## Start Information given
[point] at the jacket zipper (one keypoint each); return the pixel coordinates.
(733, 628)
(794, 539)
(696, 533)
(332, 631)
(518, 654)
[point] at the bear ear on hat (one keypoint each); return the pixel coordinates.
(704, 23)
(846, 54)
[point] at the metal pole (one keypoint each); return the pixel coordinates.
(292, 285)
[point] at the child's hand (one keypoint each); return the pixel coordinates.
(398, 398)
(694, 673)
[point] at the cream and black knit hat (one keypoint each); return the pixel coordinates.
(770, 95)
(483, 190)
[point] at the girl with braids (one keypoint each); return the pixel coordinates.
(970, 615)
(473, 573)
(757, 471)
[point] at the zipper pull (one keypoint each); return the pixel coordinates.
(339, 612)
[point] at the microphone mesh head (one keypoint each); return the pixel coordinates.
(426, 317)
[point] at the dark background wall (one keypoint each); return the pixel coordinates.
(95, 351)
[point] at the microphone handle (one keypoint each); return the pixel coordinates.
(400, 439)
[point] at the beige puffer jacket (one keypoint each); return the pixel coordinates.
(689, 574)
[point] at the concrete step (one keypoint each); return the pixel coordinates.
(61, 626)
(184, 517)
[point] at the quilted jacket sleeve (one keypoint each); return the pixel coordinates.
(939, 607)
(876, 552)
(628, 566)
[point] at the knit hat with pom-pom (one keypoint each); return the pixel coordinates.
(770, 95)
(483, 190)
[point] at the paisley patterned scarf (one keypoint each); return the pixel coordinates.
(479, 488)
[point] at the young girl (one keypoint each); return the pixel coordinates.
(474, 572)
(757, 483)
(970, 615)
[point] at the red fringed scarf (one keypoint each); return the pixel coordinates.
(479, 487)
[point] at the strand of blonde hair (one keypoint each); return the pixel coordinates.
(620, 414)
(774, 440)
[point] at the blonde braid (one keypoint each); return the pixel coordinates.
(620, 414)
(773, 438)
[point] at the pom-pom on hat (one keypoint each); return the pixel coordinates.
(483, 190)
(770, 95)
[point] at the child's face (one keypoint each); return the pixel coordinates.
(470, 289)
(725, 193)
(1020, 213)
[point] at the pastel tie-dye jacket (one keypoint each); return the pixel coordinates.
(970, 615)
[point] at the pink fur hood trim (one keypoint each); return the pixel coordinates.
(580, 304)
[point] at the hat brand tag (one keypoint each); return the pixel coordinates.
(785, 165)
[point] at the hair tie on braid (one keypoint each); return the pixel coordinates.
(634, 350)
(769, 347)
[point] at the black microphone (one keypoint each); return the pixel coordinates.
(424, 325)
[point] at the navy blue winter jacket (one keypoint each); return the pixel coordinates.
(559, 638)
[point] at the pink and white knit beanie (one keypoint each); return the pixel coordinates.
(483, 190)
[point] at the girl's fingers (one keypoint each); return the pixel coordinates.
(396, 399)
## End Information given
▶ **What you should do**:
Render the listing, starting with the line containing "[point] at the hair" and going on through the end of the listing, as a two-column CSV with the header instruction,coordinates. Each [point] line goes in a quoted instruction field, and the coordinate lines that follow it go in a quoted coordinates field, with line breaks replaced by spaces.

▶ **Answer**:
instruction,coordinates
"[point] at the hair tie on braid (one keypoint each); return the pixel coordinates.","(634, 350) (769, 347)"
"[point] at the black microphone (one keypoint each); return the pixel coordinates.","(424, 325)"
"[point] at the navy blue winter jacket (one keypoint each); return the pixel coordinates.","(559, 638)"
"[point] at the pink and white knit beanie (one keypoint each); return the pixel coordinates.","(483, 190)"
"[point] at the girl's fingers (one keypoint each); return the pixel coordinates.","(396, 399)"